▶ Prompt: Would you write out the entries that follow word for word, omitting any images?

▶ Input data:

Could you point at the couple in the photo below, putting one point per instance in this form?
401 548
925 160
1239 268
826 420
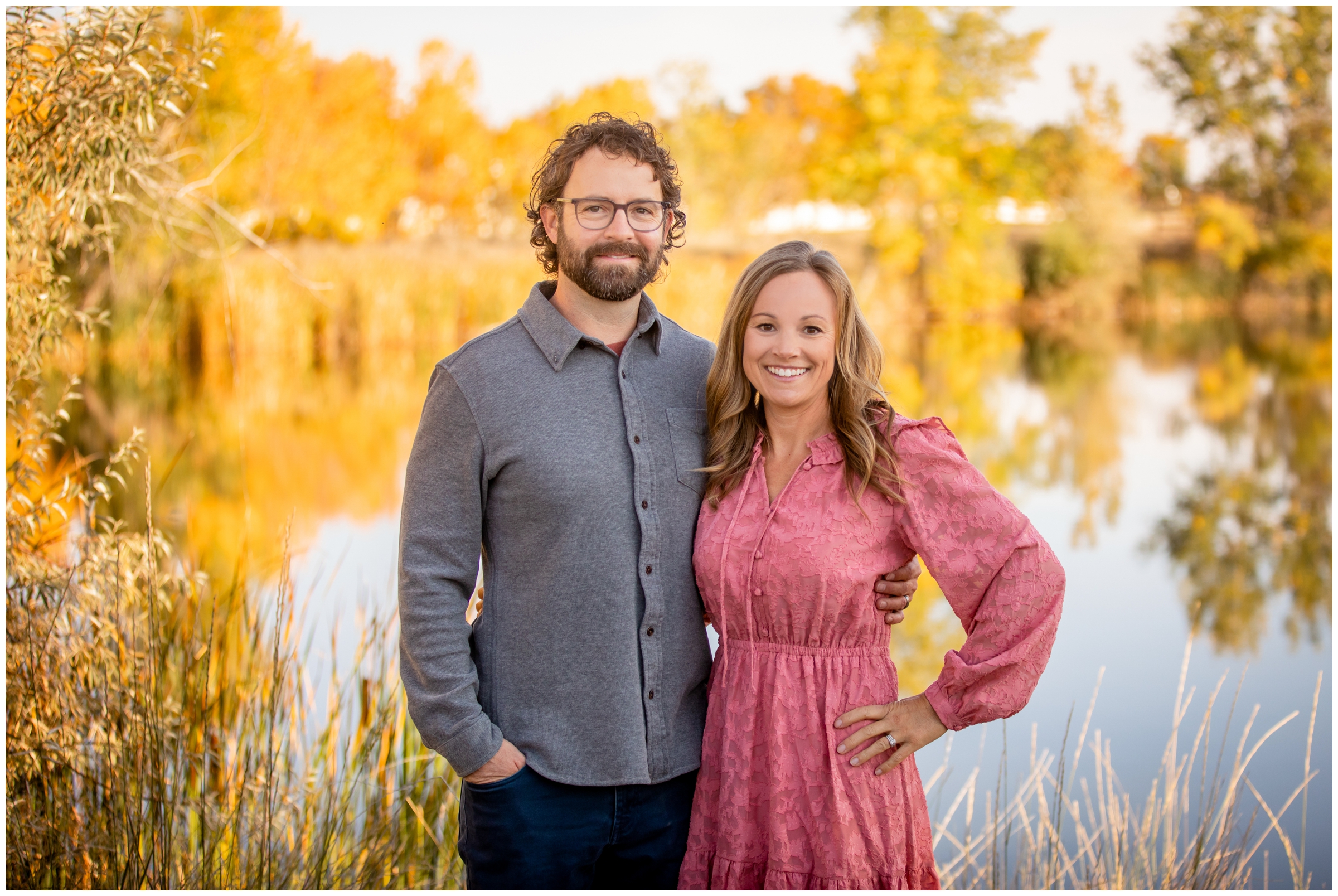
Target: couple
626 478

▶ Reply to the task:
Could you point at the couple in the photo below, putting one point per instance in this form?
401 548
925 160
1239 268
826 420
Target: couple
626 478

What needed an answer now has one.